═════ Text segment ═════
# Fountain pen and blank



## Rocky1247 (May 28, 2015)

I am looking for an up scaled fountain pen and blank for a dear friend. Anyone have any suggestions. I think I would like the blank to be black pearl.


----------



## jsolie (May 28, 2015)

The Jr. Arron is really nice, a lot of pics of them have been posted lately.


----------



## Smitty37 (May 28, 2015)

Rocky1247 said:


> I am looking for an up scaled fountain pen and blank for a dear friend. Anyone have any suggestions. I think I would like the blank to be black pearl.


How upscale?  Upscale is a very broad range of kits and prices.


----------



## jimm1 (May 28, 2015)

Check out John David's offerings at: www.signaturepensupply.com


----------



## magpens (May 28, 2015)

I would also vote for the Jr. Aaron


----------



## Smitty37 (May 28, 2015)

Maybe I'm just harder to please then some other posters, but I personally don't think the jr Aaron can hold a candle to the Jr Emperor.  

Jr Aaron is a nice enough pen With a little more bling than a Jr Gent 2 but not enough to excite me.  I guess that's why I asked how upscale the OP wanted to get. The Jr Aaron price wise is about the bottem end of the pens considered up scale and in my opinion belongs right there. exoticBlanks sells Jr Emperor.


----------



## jeremiahhix (May 28, 2015)
═════
Job 1
Print the lines of the listing below, starting at the line that contains "person wearing black" and ending at the listing's final line.
═════ Listed records ═════
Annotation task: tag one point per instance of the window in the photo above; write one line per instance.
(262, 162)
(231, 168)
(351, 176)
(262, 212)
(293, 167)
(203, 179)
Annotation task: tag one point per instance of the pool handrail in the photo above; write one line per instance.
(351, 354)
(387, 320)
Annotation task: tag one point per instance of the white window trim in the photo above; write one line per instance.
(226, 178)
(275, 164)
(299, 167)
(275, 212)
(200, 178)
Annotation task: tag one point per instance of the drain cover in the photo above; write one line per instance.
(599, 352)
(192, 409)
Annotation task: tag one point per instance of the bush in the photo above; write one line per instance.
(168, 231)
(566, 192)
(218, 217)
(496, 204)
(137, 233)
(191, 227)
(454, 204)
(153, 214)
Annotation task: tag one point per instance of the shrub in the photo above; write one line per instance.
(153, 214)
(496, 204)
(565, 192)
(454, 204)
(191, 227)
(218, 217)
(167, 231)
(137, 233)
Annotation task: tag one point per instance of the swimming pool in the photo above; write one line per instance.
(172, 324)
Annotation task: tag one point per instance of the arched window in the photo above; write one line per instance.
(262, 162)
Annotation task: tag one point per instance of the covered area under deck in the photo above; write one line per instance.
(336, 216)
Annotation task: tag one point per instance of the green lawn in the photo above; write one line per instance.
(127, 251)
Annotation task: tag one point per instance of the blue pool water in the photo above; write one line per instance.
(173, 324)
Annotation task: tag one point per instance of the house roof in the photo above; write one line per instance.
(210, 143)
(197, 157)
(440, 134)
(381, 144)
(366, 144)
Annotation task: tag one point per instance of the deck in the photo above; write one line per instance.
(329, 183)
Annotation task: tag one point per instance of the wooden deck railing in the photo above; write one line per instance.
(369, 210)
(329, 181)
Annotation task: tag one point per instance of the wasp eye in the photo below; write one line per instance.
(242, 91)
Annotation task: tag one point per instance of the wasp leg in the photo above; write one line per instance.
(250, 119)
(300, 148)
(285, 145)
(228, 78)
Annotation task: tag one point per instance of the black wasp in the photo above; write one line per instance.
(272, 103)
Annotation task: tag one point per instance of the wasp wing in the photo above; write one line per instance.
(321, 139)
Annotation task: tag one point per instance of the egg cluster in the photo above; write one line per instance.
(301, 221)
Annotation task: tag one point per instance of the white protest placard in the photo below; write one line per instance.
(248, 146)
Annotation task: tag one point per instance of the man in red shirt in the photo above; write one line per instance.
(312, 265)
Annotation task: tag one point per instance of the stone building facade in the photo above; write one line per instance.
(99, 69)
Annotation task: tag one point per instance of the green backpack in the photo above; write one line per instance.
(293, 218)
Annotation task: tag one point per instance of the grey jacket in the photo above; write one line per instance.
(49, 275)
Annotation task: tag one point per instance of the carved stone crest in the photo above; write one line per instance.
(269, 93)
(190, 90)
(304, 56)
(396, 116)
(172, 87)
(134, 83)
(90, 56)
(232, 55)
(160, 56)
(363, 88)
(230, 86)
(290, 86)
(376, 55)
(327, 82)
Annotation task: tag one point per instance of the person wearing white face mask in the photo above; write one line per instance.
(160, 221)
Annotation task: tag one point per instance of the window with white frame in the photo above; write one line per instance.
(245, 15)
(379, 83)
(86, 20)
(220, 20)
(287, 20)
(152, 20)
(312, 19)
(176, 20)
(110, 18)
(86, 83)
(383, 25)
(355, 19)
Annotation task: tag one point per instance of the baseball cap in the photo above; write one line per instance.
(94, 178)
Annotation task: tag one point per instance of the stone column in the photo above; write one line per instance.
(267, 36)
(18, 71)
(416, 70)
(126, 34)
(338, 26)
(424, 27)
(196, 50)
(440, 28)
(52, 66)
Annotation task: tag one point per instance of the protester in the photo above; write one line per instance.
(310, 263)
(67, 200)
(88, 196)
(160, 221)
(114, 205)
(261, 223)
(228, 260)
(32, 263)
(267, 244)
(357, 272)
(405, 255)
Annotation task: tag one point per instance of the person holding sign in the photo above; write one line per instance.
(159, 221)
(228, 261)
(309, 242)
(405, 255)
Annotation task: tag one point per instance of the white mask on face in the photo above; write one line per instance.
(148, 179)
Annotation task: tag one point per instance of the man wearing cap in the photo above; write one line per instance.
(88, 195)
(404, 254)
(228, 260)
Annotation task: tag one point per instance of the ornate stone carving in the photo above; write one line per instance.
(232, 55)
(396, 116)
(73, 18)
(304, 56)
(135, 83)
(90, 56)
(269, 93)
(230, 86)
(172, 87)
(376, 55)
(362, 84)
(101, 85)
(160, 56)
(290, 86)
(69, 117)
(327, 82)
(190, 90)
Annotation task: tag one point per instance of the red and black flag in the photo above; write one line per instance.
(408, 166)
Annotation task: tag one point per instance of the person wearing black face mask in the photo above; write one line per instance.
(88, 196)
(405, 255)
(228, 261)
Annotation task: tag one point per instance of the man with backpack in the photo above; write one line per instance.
═════
Job 2
Output the forum thread about a fountain pen and blank above, word for word.

Exercise output 1
Annotation task: tag one point per instance of the person wearing black face mask in the photo above; write one line per instance.
(88, 196)
(405, 255)
(228, 261)
Annotation task: tag one point per instance of the man with backpack in the photo above; write one line per instance.

Exercise output 2
# Fountain pen and blank



## Rocky1247 (May 28, 2015)

I am looking for an up scaled fountain pen and blank for a dear friend. Anyone have any suggestions. I think I would like the blank to be black pearl.


----------



## jsolie (May 28, 2015)

The Jr. Arron is really nice, a lot of pics of them have been posted lately.


----------



## Smitty37 (May 28, 2015)

Rocky1247 said:


> I am looking for an up scaled fountain pen and blank for a dear friend. Anyone have any suggestions. I think I would like the blank to be black pearl.


How upscale?  Upscale is a very broad range of kits and prices.


----------



## jimm1 (May 28, 2015)

Check out John David's offerings at: www.signaturepensupply.com


----------



## magpens (May 28, 2015)

I would also vote for the Jr. Aaron


----------



## Smitty37 (May 28, 2015)

Maybe I'm just harder to please then some other posters, but I personally don't think the jr Aaron can hold a candle to the Jr Emperor.  

Jr Aaron is a nice enough pen With a little more bling than a Jr Gent 2 but not enough to excite me.  I guess that's why I asked how upscale the OP wanted to get. The Jr Aaron price wise is about the bottem end of the pens considered up scale and in my opinion belongs right there. exoticBlanks sells Jr Emperor.


----------



## jeremiahhix (May 28, 2015)